Reproduce the following lines verbatim, leaving the pictures out of your answer.
[START]
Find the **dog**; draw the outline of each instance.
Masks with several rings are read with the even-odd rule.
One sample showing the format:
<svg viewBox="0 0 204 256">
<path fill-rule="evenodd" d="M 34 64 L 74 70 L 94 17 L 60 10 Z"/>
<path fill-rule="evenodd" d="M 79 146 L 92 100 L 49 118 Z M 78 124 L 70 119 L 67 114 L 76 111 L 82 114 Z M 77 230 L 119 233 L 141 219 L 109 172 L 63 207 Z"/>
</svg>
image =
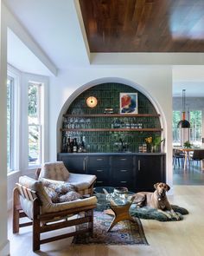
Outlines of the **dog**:
<svg viewBox="0 0 204 256">
<path fill-rule="evenodd" d="M 170 187 L 166 183 L 158 182 L 154 185 L 155 192 L 139 192 L 134 194 L 133 203 L 137 207 L 150 207 L 158 210 L 166 215 L 169 219 L 175 218 L 177 220 L 180 217 L 172 209 L 169 204 L 166 192 Z"/>
</svg>

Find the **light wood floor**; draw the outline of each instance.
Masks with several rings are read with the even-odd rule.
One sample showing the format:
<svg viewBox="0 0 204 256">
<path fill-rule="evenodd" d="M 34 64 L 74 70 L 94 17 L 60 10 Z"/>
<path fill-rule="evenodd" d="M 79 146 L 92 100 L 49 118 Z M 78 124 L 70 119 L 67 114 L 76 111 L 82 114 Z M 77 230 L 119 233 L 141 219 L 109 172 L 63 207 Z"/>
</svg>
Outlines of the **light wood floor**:
<svg viewBox="0 0 204 256">
<path fill-rule="evenodd" d="M 9 217 L 10 255 L 67 255 L 67 256 L 201 256 L 204 255 L 204 186 L 175 186 L 172 204 L 189 211 L 182 221 L 159 222 L 142 220 L 150 246 L 70 246 L 71 239 L 41 245 L 33 253 L 31 229 L 22 228 L 19 234 L 11 233 Z"/>
</svg>

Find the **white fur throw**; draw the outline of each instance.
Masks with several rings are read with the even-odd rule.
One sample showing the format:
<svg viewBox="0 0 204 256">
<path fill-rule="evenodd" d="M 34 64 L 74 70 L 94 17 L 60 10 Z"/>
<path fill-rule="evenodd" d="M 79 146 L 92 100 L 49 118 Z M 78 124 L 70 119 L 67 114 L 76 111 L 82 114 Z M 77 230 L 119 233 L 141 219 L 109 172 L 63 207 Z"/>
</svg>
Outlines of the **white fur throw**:
<svg viewBox="0 0 204 256">
<path fill-rule="evenodd" d="M 56 184 L 47 181 L 42 181 L 42 183 L 53 203 L 61 203 L 81 198 L 81 195 L 76 192 L 76 187 L 72 184 Z"/>
</svg>

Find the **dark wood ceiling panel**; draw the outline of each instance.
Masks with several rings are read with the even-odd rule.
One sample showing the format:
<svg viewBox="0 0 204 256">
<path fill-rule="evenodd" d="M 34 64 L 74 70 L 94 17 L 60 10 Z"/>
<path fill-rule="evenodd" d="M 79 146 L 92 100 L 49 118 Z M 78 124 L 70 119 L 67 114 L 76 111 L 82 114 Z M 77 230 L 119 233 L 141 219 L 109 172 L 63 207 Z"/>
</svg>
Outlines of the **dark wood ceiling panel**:
<svg viewBox="0 0 204 256">
<path fill-rule="evenodd" d="M 80 0 L 91 52 L 204 52 L 204 0 Z"/>
</svg>

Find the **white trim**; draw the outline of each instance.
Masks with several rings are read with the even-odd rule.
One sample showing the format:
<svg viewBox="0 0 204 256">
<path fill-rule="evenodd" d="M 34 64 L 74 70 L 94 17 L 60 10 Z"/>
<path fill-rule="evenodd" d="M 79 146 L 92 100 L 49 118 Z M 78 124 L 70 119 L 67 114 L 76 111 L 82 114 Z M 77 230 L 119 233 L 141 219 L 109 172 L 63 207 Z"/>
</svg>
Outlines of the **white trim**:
[END]
### [Solved exercise]
Find the **dog**; draw the outline of each instance.
Masks with several rings are read with the even-odd rule.
One sample showing the format:
<svg viewBox="0 0 204 256">
<path fill-rule="evenodd" d="M 34 64 L 74 70 L 94 17 L 60 10 Z"/>
<path fill-rule="evenodd" d="M 79 146 L 92 100 L 49 118 Z M 78 124 L 70 119 L 67 114 L 76 111 L 82 114 Z M 77 230 L 119 233 L 141 219 L 109 172 L 63 207 Z"/>
</svg>
image =
Outlines of the **dog**:
<svg viewBox="0 0 204 256">
<path fill-rule="evenodd" d="M 170 187 L 166 183 L 158 182 L 154 185 L 155 192 L 139 192 L 134 194 L 133 203 L 137 207 L 150 207 L 158 210 L 166 215 L 169 219 L 175 218 L 177 220 L 180 217 L 172 209 L 169 204 L 166 192 Z"/>
</svg>

Find the **light wood floor**; draw the outline of each instance.
Masks with several rings are read with the even-odd rule.
One sample showing the format:
<svg viewBox="0 0 204 256">
<path fill-rule="evenodd" d="M 34 64 L 74 70 L 94 17 L 60 10 Z"/>
<path fill-rule="evenodd" d="M 79 146 L 92 100 L 49 118 Z M 78 124 L 70 119 L 67 114 L 76 111 L 82 114 Z M 77 230 L 119 233 L 141 219 L 109 172 L 63 207 Z"/>
</svg>
Outlines of the **light wood floor**:
<svg viewBox="0 0 204 256">
<path fill-rule="evenodd" d="M 9 217 L 10 255 L 67 255 L 67 256 L 201 256 L 204 255 L 204 186 L 175 186 L 172 204 L 189 211 L 182 221 L 159 222 L 142 220 L 150 246 L 70 246 L 71 239 L 41 245 L 33 253 L 31 229 L 22 228 L 19 234 L 11 233 Z"/>
</svg>

Find the **white fur throw**; draw the outline of each instance.
Masks with several rings are read with the even-odd rule.
One sample showing the format:
<svg viewBox="0 0 204 256">
<path fill-rule="evenodd" d="M 34 64 L 74 70 L 94 17 L 60 10 Z"/>
<path fill-rule="evenodd" d="M 79 146 L 92 100 L 49 118 Z M 78 124 L 70 119 L 67 114 L 76 111 L 82 114 Z M 77 230 L 119 233 L 141 219 L 109 172 L 63 207 Z"/>
</svg>
Outlines of the **white fur throw**:
<svg viewBox="0 0 204 256">
<path fill-rule="evenodd" d="M 56 184 L 47 181 L 42 181 L 42 183 L 53 203 L 61 203 L 81 198 L 81 195 L 76 192 L 76 187 L 72 184 Z"/>
</svg>

Find the **dark wood ceiling panel**; draw the outline of each instance.
Masks with several rings are read with the even-odd rule.
One sample showing the format:
<svg viewBox="0 0 204 256">
<path fill-rule="evenodd" d="M 34 64 L 74 70 L 94 17 L 60 10 Z"/>
<path fill-rule="evenodd" d="M 79 146 L 92 100 L 49 118 Z M 78 124 L 70 119 L 67 114 L 76 111 L 82 114 Z M 77 230 L 119 233 L 141 219 L 109 172 L 63 207 Z"/>
</svg>
Outlines of the **dark wood ceiling panel**:
<svg viewBox="0 0 204 256">
<path fill-rule="evenodd" d="M 80 0 L 91 52 L 204 52 L 204 0 Z"/>
</svg>

Find the **white trim**; draw the outline of each instance.
Masks with several rings are read with the even-odd rule.
One sample showing the format:
<svg viewBox="0 0 204 256">
<path fill-rule="evenodd" d="M 34 64 L 74 70 L 94 17 L 60 10 Z"/>
<path fill-rule="evenodd" d="M 79 146 L 92 100 L 49 118 Z M 78 124 L 70 119 L 67 114 L 76 111 L 82 114 Z M 77 230 L 119 233 L 141 219 L 109 172 L 63 207 Z"/>
</svg>
Outlines of the **white trim**:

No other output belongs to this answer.